__Problem requirements__
Convert the part below that opens with the line containing "The exact mask, written" and closes with the line containing "175V172L36 170L34 179L43" into a JSON list of strings, with one string for each line and blank lines left out.

__Records provided__
########

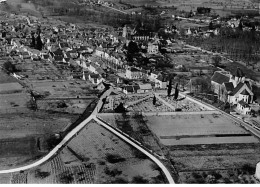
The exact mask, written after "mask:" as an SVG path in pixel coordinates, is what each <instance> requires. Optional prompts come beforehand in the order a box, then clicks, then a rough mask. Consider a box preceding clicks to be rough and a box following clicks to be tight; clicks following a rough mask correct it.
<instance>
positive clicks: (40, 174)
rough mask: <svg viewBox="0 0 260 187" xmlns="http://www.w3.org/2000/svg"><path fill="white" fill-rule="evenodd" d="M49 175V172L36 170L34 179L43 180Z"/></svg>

########

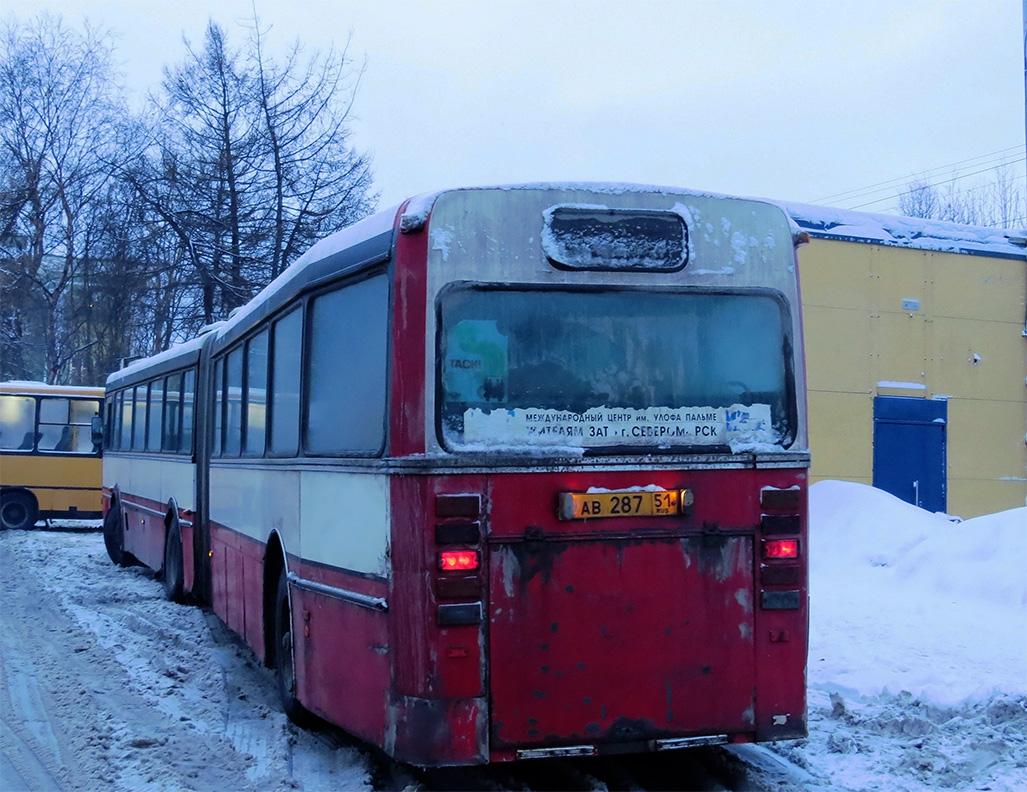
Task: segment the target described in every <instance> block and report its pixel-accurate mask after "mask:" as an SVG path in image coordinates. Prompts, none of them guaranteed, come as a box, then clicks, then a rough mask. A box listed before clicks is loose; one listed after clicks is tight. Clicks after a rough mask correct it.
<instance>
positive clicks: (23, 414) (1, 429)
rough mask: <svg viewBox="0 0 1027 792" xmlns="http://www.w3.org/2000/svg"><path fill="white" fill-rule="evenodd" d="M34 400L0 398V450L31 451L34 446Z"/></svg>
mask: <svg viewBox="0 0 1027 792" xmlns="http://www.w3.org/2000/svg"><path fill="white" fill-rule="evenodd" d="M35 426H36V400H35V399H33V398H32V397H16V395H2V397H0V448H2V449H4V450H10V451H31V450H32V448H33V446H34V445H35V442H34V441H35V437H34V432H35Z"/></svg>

########

__Exercise response__
[
  "The exact mask, written after \"mask:\" as an SVG path in pixel coordinates, is what each <instance> requires. Optional prompts come beforehand in the order a box, then clicks, then a rough mask. Consider a box preceding clicks to be rough and a box following clicks to be tight; clicks following a rough mask correct it.",
  "<instance>",
  "positive clicks: (40, 174)",
  "rough mask: <svg viewBox=\"0 0 260 187\" xmlns=\"http://www.w3.org/2000/svg\"><path fill=\"white\" fill-rule=\"evenodd\" d=\"M49 175V172L36 170L34 179L43 180Z\"/></svg>"
]